■ Stated problem ■
Leave out pictures; repeat exactly the lines from the "the deer's ear" line through the last of the data below.

■ Records for this task ■
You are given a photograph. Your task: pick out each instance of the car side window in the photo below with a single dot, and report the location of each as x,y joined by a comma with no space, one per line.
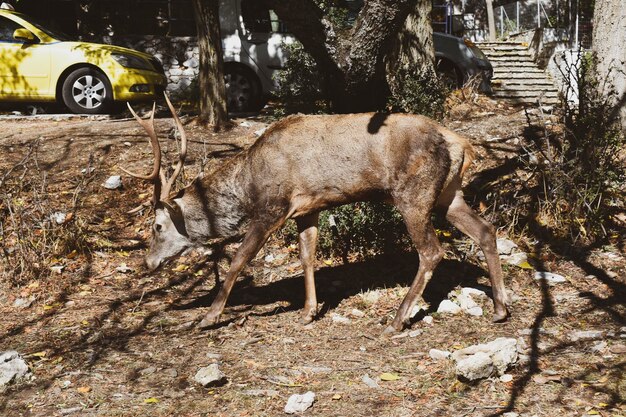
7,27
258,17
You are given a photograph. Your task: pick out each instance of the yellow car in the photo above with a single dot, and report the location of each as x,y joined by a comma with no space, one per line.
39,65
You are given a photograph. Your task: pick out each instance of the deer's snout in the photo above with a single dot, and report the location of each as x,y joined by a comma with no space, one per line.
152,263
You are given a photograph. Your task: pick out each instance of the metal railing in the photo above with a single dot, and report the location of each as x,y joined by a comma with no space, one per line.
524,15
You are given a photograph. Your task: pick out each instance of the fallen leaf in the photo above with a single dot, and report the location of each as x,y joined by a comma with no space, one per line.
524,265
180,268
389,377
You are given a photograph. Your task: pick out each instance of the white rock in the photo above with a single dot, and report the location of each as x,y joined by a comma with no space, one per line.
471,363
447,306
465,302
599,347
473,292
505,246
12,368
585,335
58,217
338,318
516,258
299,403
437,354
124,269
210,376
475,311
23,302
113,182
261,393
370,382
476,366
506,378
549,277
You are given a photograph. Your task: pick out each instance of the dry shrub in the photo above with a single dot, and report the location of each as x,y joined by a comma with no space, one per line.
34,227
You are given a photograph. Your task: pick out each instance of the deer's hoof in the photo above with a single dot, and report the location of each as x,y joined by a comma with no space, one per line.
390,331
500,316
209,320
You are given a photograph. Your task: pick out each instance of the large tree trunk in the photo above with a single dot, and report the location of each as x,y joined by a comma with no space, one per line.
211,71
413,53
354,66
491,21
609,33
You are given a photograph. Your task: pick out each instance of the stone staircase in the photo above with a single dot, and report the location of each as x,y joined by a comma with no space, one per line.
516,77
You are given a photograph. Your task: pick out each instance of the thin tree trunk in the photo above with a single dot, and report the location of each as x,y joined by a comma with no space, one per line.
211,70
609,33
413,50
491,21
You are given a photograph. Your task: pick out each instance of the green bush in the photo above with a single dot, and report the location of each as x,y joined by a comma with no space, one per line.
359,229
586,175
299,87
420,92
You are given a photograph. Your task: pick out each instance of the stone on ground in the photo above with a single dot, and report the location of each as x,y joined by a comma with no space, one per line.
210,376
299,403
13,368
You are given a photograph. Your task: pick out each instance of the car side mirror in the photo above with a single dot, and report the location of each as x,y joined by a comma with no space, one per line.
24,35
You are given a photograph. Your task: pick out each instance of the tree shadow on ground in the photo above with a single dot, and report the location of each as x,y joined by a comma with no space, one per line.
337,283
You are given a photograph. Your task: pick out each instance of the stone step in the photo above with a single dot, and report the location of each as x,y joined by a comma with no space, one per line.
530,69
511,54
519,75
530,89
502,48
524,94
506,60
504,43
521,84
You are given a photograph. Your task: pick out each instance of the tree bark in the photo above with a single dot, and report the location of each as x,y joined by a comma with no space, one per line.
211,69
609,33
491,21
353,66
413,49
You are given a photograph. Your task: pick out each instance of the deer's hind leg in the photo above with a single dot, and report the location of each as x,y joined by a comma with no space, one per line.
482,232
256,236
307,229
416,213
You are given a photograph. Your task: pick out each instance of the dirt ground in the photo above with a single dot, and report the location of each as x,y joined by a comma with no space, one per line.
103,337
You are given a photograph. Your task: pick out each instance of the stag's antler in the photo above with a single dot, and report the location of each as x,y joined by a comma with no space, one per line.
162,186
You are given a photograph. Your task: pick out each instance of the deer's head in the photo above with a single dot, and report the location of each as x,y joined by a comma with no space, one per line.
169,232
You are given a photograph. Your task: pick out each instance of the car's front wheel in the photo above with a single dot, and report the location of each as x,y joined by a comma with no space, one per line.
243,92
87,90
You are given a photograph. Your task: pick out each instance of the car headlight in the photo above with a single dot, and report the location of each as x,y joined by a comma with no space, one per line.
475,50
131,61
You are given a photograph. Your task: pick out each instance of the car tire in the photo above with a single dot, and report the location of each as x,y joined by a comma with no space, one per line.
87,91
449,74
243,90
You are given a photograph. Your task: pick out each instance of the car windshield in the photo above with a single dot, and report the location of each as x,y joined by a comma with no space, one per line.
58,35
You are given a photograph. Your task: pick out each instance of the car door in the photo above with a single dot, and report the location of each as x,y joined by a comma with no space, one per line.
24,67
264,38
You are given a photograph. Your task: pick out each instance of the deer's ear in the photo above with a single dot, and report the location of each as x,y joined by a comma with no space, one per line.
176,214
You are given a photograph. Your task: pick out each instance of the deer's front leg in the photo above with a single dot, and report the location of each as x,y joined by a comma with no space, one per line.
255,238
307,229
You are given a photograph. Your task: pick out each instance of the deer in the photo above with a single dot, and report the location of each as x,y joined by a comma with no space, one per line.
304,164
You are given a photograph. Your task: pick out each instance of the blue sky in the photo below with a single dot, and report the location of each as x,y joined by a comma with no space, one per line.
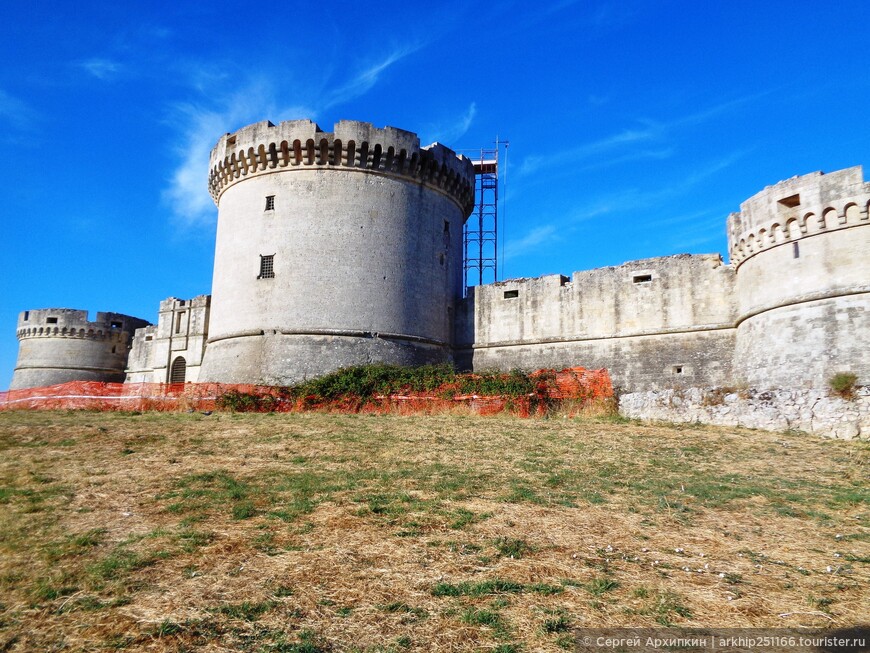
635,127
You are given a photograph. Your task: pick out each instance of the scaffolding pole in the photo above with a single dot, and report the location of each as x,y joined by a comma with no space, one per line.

■ Problem solution ■
You are given a photograph. Your task: pick out each instance of the deer's ear in the photo above with a single dot, and report the location of each as x,y joined by a comma with no space, one per line.
176,214
You are given a photograph. Your task: pick out each instance of the deer's front leg in the photo above with a single dot, and report the location of each as x,y joined by a comma with no space, one per line.
255,238
307,229
You are given a photograph. Your task: pick out each instance of the deer in the photo above with a single dot, and report the location of each as x,y joined by a comma with no space, one per line.
304,164
You are given a photograph. Your task: pick out each instance of the blue sky in the photo below with a single dot, and report the location of each as x,y joined by a comma with no space, one per line.
635,127
You are given a photograph. Your task: pick out each instance of the scaffolding pole in the photo above with a single dot, and report the location of each as x,y joined by a comma with no space, one per line.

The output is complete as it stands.